--- Provided records ---

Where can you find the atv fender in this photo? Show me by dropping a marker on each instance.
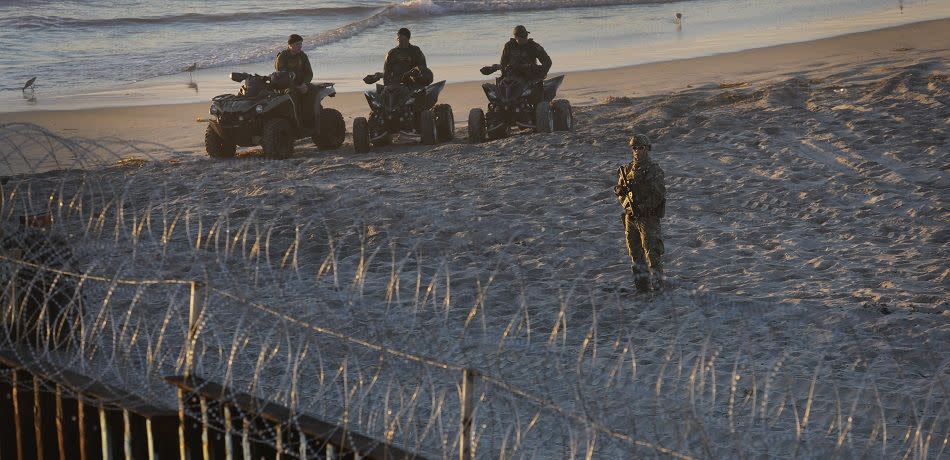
(432, 93)
(324, 90)
(491, 90)
(550, 87)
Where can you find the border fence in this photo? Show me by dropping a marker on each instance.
(219, 328)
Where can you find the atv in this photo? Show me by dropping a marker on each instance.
(408, 108)
(522, 98)
(265, 113)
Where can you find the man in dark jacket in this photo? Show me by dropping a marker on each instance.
(523, 54)
(403, 58)
(293, 59)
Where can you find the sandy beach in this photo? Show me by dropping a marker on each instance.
(175, 126)
(807, 236)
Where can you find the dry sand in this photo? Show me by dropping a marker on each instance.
(807, 241)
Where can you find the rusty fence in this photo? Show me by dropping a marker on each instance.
(54, 413)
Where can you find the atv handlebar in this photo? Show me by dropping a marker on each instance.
(372, 78)
(490, 69)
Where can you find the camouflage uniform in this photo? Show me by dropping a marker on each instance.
(400, 60)
(299, 64)
(528, 54)
(641, 191)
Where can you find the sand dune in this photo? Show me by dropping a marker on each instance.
(807, 238)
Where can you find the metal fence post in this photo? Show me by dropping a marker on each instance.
(37, 418)
(192, 328)
(16, 416)
(466, 393)
(104, 433)
(60, 440)
(228, 445)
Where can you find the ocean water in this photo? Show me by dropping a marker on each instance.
(86, 48)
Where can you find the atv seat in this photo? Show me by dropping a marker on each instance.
(550, 87)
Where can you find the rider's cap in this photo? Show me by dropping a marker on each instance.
(640, 140)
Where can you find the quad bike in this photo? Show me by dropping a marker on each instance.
(408, 108)
(522, 98)
(265, 113)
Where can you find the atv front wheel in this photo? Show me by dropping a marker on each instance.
(427, 129)
(332, 130)
(277, 140)
(216, 146)
(476, 126)
(444, 122)
(383, 141)
(360, 135)
(543, 118)
(563, 115)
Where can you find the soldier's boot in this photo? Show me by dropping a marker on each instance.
(659, 282)
(641, 278)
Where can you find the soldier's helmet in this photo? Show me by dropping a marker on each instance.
(640, 140)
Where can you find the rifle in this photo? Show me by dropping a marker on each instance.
(626, 199)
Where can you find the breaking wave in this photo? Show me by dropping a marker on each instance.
(409, 9)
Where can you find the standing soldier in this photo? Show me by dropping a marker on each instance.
(642, 194)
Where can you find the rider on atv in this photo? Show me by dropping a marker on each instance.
(293, 59)
(522, 55)
(403, 58)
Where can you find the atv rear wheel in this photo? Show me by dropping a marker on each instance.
(332, 130)
(383, 141)
(476, 126)
(563, 115)
(543, 118)
(427, 130)
(277, 139)
(444, 122)
(360, 135)
(216, 146)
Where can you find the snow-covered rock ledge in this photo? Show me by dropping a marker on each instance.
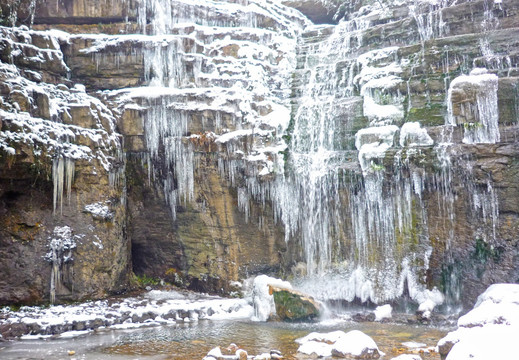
(490, 330)
(151, 309)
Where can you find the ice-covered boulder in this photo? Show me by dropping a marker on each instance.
(407, 357)
(293, 305)
(354, 344)
(489, 331)
(262, 299)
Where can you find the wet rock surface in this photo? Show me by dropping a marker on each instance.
(452, 218)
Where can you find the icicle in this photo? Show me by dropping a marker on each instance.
(62, 179)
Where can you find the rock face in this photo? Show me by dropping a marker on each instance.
(62, 233)
(228, 139)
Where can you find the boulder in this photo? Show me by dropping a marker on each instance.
(489, 331)
(292, 305)
(352, 345)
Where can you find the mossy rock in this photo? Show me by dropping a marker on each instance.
(293, 306)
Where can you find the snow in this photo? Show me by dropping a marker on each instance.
(407, 357)
(489, 330)
(109, 312)
(484, 111)
(233, 135)
(412, 135)
(99, 210)
(372, 143)
(383, 312)
(263, 302)
(354, 343)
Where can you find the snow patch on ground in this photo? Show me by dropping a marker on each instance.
(353, 344)
(383, 312)
(489, 330)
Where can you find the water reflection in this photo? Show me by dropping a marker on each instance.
(194, 340)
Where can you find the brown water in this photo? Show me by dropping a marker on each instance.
(194, 340)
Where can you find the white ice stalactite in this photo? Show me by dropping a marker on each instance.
(62, 179)
(480, 115)
(60, 246)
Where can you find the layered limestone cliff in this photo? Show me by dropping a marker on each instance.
(372, 158)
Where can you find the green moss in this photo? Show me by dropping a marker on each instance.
(483, 252)
(291, 307)
(144, 280)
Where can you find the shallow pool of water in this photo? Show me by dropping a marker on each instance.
(194, 340)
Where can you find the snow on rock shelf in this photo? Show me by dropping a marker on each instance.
(489, 330)
(150, 309)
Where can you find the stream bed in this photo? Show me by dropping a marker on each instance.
(192, 340)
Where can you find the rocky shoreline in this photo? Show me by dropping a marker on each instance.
(152, 308)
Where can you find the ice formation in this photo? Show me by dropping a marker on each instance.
(263, 302)
(60, 245)
(480, 116)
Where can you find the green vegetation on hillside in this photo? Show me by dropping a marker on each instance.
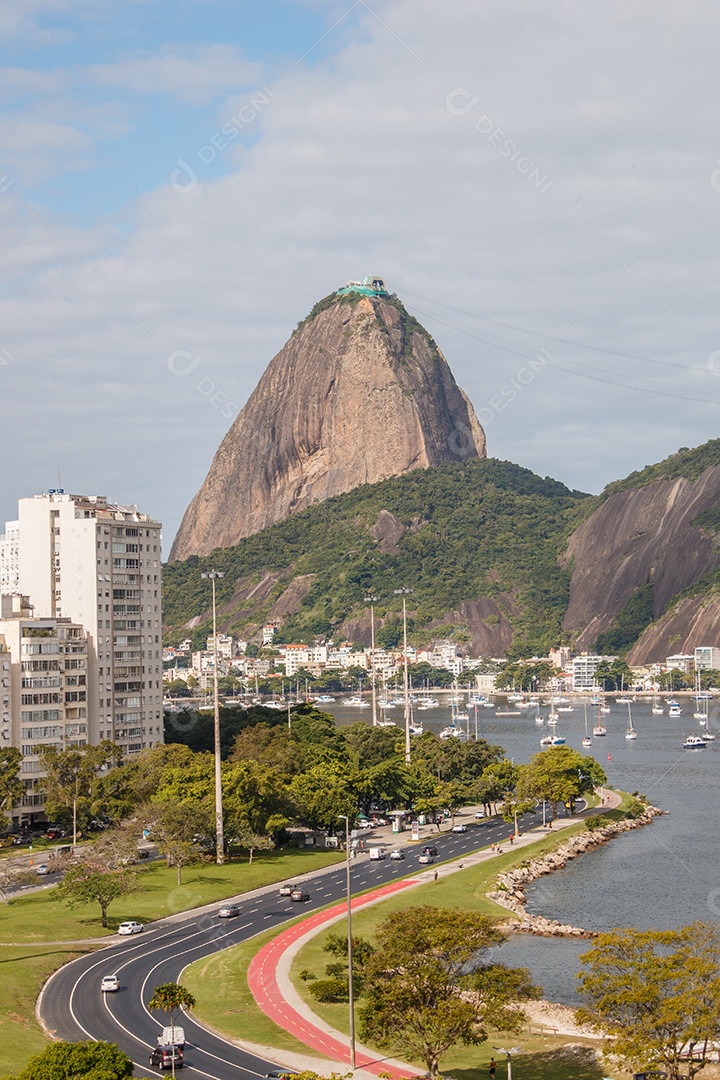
(473, 529)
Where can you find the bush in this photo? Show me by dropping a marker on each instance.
(329, 989)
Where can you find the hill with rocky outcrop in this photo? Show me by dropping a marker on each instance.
(360, 393)
(646, 564)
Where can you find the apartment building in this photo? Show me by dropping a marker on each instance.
(98, 564)
(43, 691)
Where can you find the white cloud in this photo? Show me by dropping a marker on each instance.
(360, 166)
(194, 76)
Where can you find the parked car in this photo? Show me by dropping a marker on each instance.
(229, 912)
(130, 928)
(162, 1057)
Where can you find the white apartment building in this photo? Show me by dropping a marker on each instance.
(98, 564)
(584, 669)
(707, 658)
(43, 691)
(9, 565)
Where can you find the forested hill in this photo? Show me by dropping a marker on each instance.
(476, 541)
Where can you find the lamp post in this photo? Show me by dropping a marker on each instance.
(351, 996)
(513, 1050)
(404, 593)
(372, 601)
(219, 838)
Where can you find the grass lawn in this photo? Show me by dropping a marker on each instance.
(42, 917)
(24, 971)
(544, 1057)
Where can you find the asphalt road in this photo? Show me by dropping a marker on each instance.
(72, 1007)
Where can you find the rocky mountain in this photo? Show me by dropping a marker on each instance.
(477, 542)
(360, 393)
(650, 548)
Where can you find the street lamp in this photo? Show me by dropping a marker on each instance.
(351, 996)
(513, 1050)
(372, 601)
(219, 838)
(404, 593)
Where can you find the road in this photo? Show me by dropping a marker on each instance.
(72, 1007)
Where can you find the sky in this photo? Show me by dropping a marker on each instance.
(539, 183)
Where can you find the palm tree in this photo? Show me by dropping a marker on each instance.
(170, 998)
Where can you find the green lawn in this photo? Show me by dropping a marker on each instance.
(42, 917)
(23, 972)
(544, 1057)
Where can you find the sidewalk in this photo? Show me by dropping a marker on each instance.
(272, 988)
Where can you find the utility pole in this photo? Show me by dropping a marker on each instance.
(372, 601)
(404, 593)
(219, 838)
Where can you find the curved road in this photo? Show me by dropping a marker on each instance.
(72, 1007)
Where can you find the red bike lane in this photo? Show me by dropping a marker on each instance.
(266, 989)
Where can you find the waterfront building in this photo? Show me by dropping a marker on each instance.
(43, 692)
(707, 658)
(584, 669)
(98, 564)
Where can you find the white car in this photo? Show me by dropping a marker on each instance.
(130, 928)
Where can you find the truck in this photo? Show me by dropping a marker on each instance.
(172, 1037)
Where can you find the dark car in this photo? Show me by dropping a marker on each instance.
(162, 1057)
(228, 912)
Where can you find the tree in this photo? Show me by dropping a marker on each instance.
(657, 994)
(92, 885)
(170, 998)
(69, 778)
(426, 989)
(11, 785)
(81, 1061)
(559, 774)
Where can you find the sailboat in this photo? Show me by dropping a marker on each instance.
(599, 729)
(587, 741)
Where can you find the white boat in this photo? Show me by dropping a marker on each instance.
(552, 741)
(587, 741)
(451, 732)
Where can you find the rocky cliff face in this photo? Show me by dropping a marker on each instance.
(360, 393)
(640, 537)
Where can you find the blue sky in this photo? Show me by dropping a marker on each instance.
(539, 183)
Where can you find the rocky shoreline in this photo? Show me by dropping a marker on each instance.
(511, 886)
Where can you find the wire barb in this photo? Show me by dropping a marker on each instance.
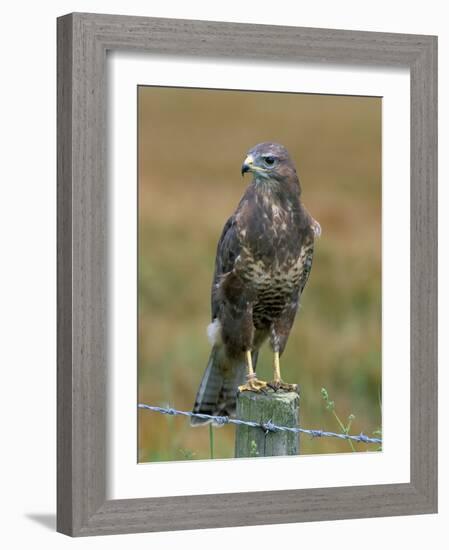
(265, 426)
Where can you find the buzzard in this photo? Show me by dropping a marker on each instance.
(263, 261)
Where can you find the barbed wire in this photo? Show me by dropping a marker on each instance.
(265, 426)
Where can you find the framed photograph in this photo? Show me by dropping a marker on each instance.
(203, 169)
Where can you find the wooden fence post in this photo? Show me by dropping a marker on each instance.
(282, 409)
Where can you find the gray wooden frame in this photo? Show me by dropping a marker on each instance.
(83, 40)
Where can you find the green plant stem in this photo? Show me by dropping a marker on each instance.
(343, 429)
(211, 440)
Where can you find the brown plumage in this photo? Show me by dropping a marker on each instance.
(263, 261)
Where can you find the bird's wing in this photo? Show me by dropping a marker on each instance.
(228, 249)
(307, 253)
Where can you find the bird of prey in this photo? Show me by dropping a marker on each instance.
(263, 261)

---

Begin at the line that contains "Where can you find the white car" and continue through the end of the data, substituting "placing a pin" for "dropping a marker" and leaving everything else unchanged. Omit the pictures from the answer.

## Result for this task:
Where can you find the white car in this photo? Show me by placing a pin on each instance.
(130, 928)
Where can you find the truck in this photo? Show me by placing a pin on each instance.
(172, 1037)
Where can you find the dark car in this photo? Show me by placing a pin on each instance.
(162, 1057)
(228, 912)
Where can you find the tree in this photo? Show me by placing a pin on each instance.
(657, 994)
(92, 885)
(170, 998)
(69, 778)
(426, 989)
(11, 785)
(81, 1061)
(559, 774)
Where can you find the sailboat in this photo? Show me by placing a pin on each instance.
(599, 729)
(587, 741)
Where can you find the white boat in this photo? Show me by placing a pin on each instance.
(552, 741)
(587, 741)
(451, 732)
Where can you find the rocky cliff face in this photo? Show me by placing a pin on each instance.
(360, 393)
(640, 537)
Where can you find the blue sky in this photo? Show me by placing a pin on each instance.
(539, 183)
Where can you find the rocky shoreline in this photo? Show me by placing a pin on each instance.
(511, 886)
Where can you find the wire barb in this photo? Show me by placing a pin on each instance.
(265, 426)
Where can you find the buzzard in this photo? Show me by placing a pin on each instance.
(263, 261)
Where can you find the barbed wire in this photo? Show me by placing a pin on each instance.
(265, 426)
Where can you find the framed photograph in this photo? Show me by placing a pin on each instance.
(203, 169)
Where can you find the wooden fence post in this photo? Show me by placing a pin on each instance.
(282, 409)
Where can you find the gray wooden frame in this photo? Show me by placing a pin on each instance.
(83, 40)
Where can you find the green plant stem in this photo? Show me by placing a pin on each instance.
(343, 429)
(211, 440)
Where can you find the brown plumage in this photo? Show me by placing a pin on each instance.
(263, 261)
Where can you find the bird's wing in this photo? Show me by placing a pin on each instance.
(228, 249)
(307, 253)
Where can you find the bird of prey in this photo? Show me by placing a pin on each instance.
(263, 261)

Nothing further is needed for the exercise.